>> START Source extract

Date: Thu, 28 Mar 2013 10:18:24 +0900
From: Minchan Kim <minchan@kernel.org>
To: Hugh Dickins <hughd@google.com>
Cc: Dan Magenheimer <dan.magenheimer@oracle.com>,
        Andrew Morton <akpm@linux-foundation.org>, linux-mm@kvack.org,
        linux-kernel@vger.kernel.org,
        Seth Jennings <sjenning@linux.vnet.ibm.com>,
        Nitin Gupta <ngupta@vflare.org>,
        Konrad Rzeszutek Wilk <konrad@darnok.org>,
        Shaohua Li <shli@kernel.org>,
        Kamezawa Hiroyuki <kamezawa.hiroyu@jp.fujitsu.com>,
        Bob Liu <bob.liu@oracle.com>
Subject: Re: [RFC] mm: remove swapcache page early
Message-ID: <20130328011824.GC22908@blaptop>
References: <1364350932-12853-1-git-send-email-minchan@kernel.org>
 <alpine.LNX.2.00.1303271230210.29687@eggly.anvils>
 <433aaa17-7547-4e39-b472-7060ee15e85f@default>
 <alpine.LNX.2.00.1303271541200.30535@eggly.anvils>
MIME-Version: 1.0
Content-Type: text/plain; charset=us-ascii
Content-Disposition: inline
In-Reply-To: <alpine.LNX.2.00.1303271541200.30535@eggly.anvils>
User-Agent: Mutt/1.5.21 (2010-09-15)
Sender: linux-kernel-owner@vger.kernel.org
Content-Length: 10336
Lines: 219

On Wed, Mar 27, 2013 at 04:16:48PM -0700, Hugh Dickins wrote:
> On Wed, 27 Mar 2013, Dan Magenheimer wrote:
> > > From: Hugh Dickins [mailto:hughd@google.com]
> > > Subject: Re: [RFC] mm: remove swapcache page early
> > > 
> > > On Wed, 27 Mar 2013, Minchan Kim wrote:
> > > 
> > > > Swap subsystem does lazy swap slot free with expecting the page
> > > > would be swapped out again so we can't avoid unnecessary write.
> > >                              so we can avoid unnecessary write.

>> END Source extract
>> START Material

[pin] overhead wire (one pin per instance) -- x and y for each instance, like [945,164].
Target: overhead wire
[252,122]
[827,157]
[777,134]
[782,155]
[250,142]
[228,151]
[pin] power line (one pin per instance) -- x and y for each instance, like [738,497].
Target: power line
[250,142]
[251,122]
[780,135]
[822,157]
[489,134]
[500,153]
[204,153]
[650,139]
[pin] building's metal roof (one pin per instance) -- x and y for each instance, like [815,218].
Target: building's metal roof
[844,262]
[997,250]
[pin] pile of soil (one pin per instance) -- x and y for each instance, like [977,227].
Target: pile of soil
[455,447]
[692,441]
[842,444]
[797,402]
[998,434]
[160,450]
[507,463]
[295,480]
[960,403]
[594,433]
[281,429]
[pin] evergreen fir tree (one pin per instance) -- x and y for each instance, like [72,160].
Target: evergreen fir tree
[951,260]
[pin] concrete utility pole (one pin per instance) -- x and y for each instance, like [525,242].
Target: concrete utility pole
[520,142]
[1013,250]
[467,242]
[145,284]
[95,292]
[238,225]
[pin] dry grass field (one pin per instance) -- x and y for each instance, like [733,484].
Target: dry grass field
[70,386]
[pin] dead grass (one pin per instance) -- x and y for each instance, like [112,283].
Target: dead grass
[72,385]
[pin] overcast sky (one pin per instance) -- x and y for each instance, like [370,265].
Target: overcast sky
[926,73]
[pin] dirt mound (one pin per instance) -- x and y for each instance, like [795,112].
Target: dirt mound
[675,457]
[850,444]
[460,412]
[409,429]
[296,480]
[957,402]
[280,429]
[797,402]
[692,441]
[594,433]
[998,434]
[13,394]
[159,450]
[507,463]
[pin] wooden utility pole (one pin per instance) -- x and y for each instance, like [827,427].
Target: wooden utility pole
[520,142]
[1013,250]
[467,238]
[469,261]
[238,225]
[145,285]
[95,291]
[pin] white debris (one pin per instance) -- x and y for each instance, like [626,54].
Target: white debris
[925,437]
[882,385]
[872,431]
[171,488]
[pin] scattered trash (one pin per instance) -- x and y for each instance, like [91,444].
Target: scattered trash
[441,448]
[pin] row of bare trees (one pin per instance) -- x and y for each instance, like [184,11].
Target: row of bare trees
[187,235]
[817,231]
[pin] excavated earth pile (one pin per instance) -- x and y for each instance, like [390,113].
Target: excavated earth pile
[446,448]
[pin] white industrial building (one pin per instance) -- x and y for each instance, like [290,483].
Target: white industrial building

>> END Material

Tasks to carry out:
**A.** Set down part of the mailing-list message word for word, starting with "On Wed, Mar" and going on through "can't avoid unnecessary write.".
**B.** Answer these from the mailing-list message:
(i) What is the subject line?
(ii) What user agent is listed in the headers?
(iii) On what date and at what time did Hugh Dickins write the message being replied to?
**C.** Extend the mailing-list message about removing swapcache pages early, picking up after its last line.
The entries are separate material and have no connection to the mailing-list message.

Outputs for the tasks:
**A.**
On Wed, Mar 27, 2013 at 04:16:48PM -0700, Hugh Dickins wrote:
> On Wed, 27 Mar 2013, Dan Magenheimer wrote:
> > > From: Hugh Dickins [mailto:hughd@google.com]
> > > Subject: Re: [RFC] mm: remove swapcache page early
> > > 
> > > On Wed, 27 Mar 2013, Minchan Kim wrote:
> > > 
> > > > Swap subsystem does lazy swap slot free with expecting the page
> > > > would be swapped out again so we can't avoid unnecessary write.

**B.**
(i) Re: [RFC] mm: remove swapcache page early
(ii) Mutt/1.5.21 (2010-09-15)
(iii) Wed, Mar 27, 2013 at 04:16:48PM -0700

**C.**
> > > >
> > > > But the problem in in-memory swap is that it consumes memory space
> > > > until vm_swap_full(ie, used half of all of swap device) condition
> > > > meet. It could be bad if we use multiple swap device, small in-memory swap
> > > > and big storage swap or in-memory swap alone.
> > > 
> > > That is a very good realization: it's surprising that none of us
> > > thought of it before - no disrespect to you, well done, thank you.
> > 
> > Yes, my compliments also Minchan.  This problem has been thought of before
> > but this patch is the first to identify a possible solution.
> >  
> > > And I guess swap readahead is utterly unhelpful in this case too.
> > 
> > Yes... as is any "swap writeahead".  Excuse my ignorance, but I
> > think this is not done in the swap subsystem but instead the kernel
> > assumes write-coalescing will be done in the block I/O subsystem,
> > which means swap writeahead would affect zram but not zcache/zswap
> > (since frontswap subverts the block I/O subsystem).
> 
> I don't know what swap writeahead is; but write coalescing, yes.
> I don't see any problem with it in this context.
> 
> > 
> > However I think a swap-readahead solution would be helpful to
> > zram as well as zcache/zswap.
> 
> Whereas swap readahead on zmem is uncompressing zmem to pagecache
> which may never be needed, and may take a circuit of the inactive
> LRU before it gets reclaimed (if it turns out not to be needed,
> at least it will remain clean and be easily reclaimed).

But it could evict more important pages before reaching out the tail.
That's thing we really want to avoid if possible.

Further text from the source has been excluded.